Items from a data source
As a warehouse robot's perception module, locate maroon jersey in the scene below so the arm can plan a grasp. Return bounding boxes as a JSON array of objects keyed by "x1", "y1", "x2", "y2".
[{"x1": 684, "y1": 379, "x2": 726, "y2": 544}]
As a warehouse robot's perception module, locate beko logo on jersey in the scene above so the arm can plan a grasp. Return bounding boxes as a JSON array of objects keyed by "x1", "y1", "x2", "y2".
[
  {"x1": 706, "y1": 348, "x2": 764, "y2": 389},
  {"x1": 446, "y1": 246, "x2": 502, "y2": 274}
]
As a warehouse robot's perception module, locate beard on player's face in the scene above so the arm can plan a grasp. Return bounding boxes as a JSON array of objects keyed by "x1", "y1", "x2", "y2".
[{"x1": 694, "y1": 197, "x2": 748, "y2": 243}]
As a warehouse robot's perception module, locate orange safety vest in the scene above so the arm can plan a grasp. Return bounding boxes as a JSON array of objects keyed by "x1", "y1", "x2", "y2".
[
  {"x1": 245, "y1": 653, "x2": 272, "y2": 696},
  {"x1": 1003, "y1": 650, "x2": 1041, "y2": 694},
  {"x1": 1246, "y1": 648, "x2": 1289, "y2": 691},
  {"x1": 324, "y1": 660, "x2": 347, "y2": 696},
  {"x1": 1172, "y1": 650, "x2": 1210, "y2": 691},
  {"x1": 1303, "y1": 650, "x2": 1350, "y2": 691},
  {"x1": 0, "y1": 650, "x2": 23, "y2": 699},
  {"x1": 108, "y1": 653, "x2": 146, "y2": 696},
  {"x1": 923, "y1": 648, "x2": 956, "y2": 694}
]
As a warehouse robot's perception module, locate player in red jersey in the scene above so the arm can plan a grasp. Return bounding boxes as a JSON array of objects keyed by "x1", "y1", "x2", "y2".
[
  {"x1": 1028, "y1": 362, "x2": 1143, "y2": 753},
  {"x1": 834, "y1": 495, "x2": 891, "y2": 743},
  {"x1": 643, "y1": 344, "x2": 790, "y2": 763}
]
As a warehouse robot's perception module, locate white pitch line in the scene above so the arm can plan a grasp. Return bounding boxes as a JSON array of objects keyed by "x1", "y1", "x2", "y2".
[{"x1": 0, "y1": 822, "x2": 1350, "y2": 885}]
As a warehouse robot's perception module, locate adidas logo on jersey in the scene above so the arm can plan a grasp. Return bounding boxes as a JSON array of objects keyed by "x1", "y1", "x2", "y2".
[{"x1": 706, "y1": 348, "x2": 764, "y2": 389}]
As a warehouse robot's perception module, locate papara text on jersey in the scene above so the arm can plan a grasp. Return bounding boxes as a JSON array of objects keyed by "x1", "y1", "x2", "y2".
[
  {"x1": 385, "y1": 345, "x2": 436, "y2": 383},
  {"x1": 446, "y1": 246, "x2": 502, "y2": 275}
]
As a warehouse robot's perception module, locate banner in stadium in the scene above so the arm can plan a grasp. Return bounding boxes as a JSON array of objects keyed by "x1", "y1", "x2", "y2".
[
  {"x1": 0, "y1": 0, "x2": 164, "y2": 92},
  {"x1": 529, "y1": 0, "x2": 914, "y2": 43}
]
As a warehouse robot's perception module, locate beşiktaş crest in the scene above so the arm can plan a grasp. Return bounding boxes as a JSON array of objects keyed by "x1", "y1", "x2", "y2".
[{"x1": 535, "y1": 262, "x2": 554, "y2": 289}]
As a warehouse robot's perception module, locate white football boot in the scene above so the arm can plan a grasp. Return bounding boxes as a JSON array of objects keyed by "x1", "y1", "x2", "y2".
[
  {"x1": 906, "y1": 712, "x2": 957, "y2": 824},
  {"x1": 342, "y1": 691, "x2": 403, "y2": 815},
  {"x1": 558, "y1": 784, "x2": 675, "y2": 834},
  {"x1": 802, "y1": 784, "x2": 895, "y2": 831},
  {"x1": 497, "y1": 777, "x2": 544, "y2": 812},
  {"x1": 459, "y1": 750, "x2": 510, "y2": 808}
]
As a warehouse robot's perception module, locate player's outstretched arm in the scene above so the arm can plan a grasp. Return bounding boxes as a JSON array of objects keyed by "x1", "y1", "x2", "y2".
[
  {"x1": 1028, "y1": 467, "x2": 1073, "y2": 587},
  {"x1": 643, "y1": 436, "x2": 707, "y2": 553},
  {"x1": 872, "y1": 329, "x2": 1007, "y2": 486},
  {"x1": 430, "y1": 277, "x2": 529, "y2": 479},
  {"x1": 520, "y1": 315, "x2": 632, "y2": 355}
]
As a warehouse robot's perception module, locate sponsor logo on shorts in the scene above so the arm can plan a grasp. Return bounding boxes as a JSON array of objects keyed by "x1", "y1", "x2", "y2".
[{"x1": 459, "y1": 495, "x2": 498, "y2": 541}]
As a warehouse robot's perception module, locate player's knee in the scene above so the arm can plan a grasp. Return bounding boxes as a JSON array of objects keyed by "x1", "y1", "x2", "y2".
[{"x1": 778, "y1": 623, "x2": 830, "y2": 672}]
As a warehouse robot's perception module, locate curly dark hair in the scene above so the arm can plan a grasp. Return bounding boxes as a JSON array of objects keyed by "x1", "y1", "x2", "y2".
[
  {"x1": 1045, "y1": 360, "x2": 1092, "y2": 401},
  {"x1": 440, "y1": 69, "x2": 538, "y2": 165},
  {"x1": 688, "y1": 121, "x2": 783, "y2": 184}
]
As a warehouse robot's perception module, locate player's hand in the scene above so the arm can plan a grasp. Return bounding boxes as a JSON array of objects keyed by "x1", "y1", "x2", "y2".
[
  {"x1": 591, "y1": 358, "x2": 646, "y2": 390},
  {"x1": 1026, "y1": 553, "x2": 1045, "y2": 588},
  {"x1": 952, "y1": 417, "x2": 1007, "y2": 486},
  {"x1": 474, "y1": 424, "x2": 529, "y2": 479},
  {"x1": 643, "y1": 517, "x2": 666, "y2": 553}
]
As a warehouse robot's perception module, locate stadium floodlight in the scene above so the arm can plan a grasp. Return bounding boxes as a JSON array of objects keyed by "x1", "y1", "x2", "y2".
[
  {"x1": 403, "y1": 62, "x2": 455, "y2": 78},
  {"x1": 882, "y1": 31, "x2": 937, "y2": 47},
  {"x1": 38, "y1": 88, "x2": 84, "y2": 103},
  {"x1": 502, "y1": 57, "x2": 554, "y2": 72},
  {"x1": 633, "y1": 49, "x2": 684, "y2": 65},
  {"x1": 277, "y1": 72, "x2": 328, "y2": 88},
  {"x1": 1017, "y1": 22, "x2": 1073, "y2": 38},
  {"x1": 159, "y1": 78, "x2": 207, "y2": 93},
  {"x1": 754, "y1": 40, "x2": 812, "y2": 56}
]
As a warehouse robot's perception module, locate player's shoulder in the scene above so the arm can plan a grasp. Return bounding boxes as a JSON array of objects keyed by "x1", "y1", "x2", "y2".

Your goal
Rewrite every line from the one containing "As a warehouse robot's perception module, locate stadium" through the end of the items, inclusive. Change nothing except the answers, where each coordinate must be offset by 9.

Exercise output
As a warehouse robot's perception module, locate stadium floodlight in the scene above so the arm can plan a grasp. Return bounding boxes as a JSON array of objects keyed by "x1", "y1", "x2", "y2".
[
  {"x1": 412, "y1": 71, "x2": 464, "y2": 87},
  {"x1": 891, "y1": 40, "x2": 946, "y2": 56},
  {"x1": 47, "y1": 97, "x2": 93, "y2": 112},
  {"x1": 511, "y1": 66, "x2": 563, "y2": 81},
  {"x1": 642, "y1": 58, "x2": 693, "y2": 74},
  {"x1": 286, "y1": 81, "x2": 337, "y2": 97},
  {"x1": 1026, "y1": 31, "x2": 1082, "y2": 47},
  {"x1": 168, "y1": 87, "x2": 216, "y2": 102},
  {"x1": 763, "y1": 49, "x2": 821, "y2": 65}
]
As a warehouse robot's perception module, locate player's shoulder in the scene above so the arm can plan a grasp. Return bounding boxes as a JSON array of objects keyed by "x1", "y1", "x2", "y2".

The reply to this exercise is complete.